Source passage:
● ● ● ● ● ● ●

Can artificial intelligence help us to manage risk in supply chains?
In 1998, Professor Wilding at the Centre for Logistics and Transportation at the School of Management, Cranfield University in the U.K. famously applied chaos theory to supply chains. According to Professor Wilding,
“The term chaos has been used to describe the seemingly random disorder of customer demands for products and … to describe disorganized, yet responsive business structures that rapidly adapt and gain competitive advantage. Chaos is also used as a metaphor to describe how a small change can be amplified to have a large effect on the system. This has resulted from the popularisation of the ‘butterfly effect,’ where a butterfly flapping its wings creates tiny changes in the atmosphere that result in the creation of a tornado a few weeks later.”[6]
While AI in its present form was not available when Professor Wilding wrote his paper, it turns out that AI is very good at finding chaos in systems like supply chains.[7]
Artificial intelligence can help us to monitor vast stores of data and spot the patterns that lead toward supply chain risks maturing into real consequences. Here are a few AI tools that can help us to focus on the patterns that lead to “tornadoes” without our having to focus on every single “butterfly:”
- Predictive Analysis: These AI programs can help predict customer orders and supply chain requirements and help to schedule maintenance activities and stockpiling to prevent business downtime.
- Strategic Optimization: These AI programs help businesses decide where to locate facilities, inventory and resources.
- Supplier Reliability: These AI programs can analyze supplier activity, such as late shipments or quality issues, to spot trends in supplier reliability – flagging the need to review or change suppliers.[8]
- Augmented Real-Time Decision-Making: These AI programs take vast numbers of potential options for decisions and narrow them down to a few key decisions in a short period of time.[9]
- Fraud Detection: These AI programs review transactions and spot those that are outside of normal patterns or that violate rules or policies.[10]
- Regulatory Compliance: These AI programs review transactions, transportation activities, contracts, laws and regulations to spot activities that are outside of normal patterns or that violate rules, policies or laws.
- Contract Review: These AI programs review proposed contracts to make sure they are consistent with your own contract policies and risk appetite.[11]
- Legal Research: These AI programs can conduct deep legal research and provide relevant statutes, regulations and case law that apply to your legal questions.[12]
AI could have identified the critical supply vulnerabilities for the car companies in 2011 before they happened…[13] What risk “butterflies” are here right now and yet escape our focus because there are so many potential butterflies demanding our attention? With the new set of tools AI brings, we should be better equipped to focus our limited time and attention on real risks, spot the developing risk patterns and anticipate, make decisions and take action before they turn into tornadoes (or tsunamis).

● ● ● ● ● ● ●

Data supplied:
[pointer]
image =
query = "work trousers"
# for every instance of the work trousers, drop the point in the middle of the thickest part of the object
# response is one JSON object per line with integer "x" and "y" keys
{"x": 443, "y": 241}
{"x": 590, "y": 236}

● ● ● ● ● ● ●

Do this:
Answer these questions using the passage on AI and supply chain risk:
(a) In what year did Professor Wilding apply chaos theory to supply chains?
(b) According to the Supplier Reliability entry, what kinds of supplier activity do these programs analyze?
(c) What do Contract Review programs check proposed contracts against?

Response to the task:
(a) 1998.
(b) Late shipments or quality issues.
(c) Your own contract policies and risk appetite.